EXERCISE DESCRIPTION - Can you turn every line of the listing below into a numbered list, skipping any blank lines?

DATA SHOWN -
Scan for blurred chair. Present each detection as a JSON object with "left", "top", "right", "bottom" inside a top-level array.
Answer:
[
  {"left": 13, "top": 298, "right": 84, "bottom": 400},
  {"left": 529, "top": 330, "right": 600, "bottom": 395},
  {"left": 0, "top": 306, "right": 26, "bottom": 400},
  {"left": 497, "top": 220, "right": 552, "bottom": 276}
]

EXPECTED ANSWER -
1. Scan for blurred chair. Present each detection as a JSON object with "left", "top", "right", "bottom" inside a top-level array.
2. Answer:
3. [
4.   {"left": 13, "top": 298, "right": 84, "bottom": 400},
5.   {"left": 529, "top": 330, "right": 600, "bottom": 395},
6.   {"left": 0, "top": 306, "right": 26, "bottom": 400},
7.   {"left": 497, "top": 220, "right": 552, "bottom": 276}
8. ]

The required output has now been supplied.